# WHAT THIS TASK INVOLVES:
Please give each line of the listing below as a row in a Markdown table with the columns "Row" and "Content", leaving out blank lines and the picture.

# EXERCISE INPUTS:
--- start ---
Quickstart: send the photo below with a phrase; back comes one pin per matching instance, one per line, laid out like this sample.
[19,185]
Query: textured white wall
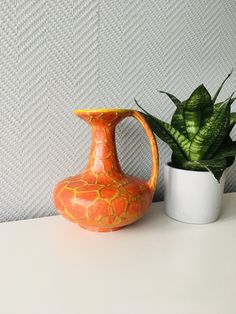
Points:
[58,55]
--- end ---
# FINISHED EXERCISE:
| Row | Content |
|---|---|
| 1 | Quickstart: send the photo below with a phrase; back comes one pin per matching instance, one per line, laid out like this sample. |
| 2 | [19,185] |
| 3 | Query: textured white wall |
| 4 | Points: |
| 5 | [58,55] |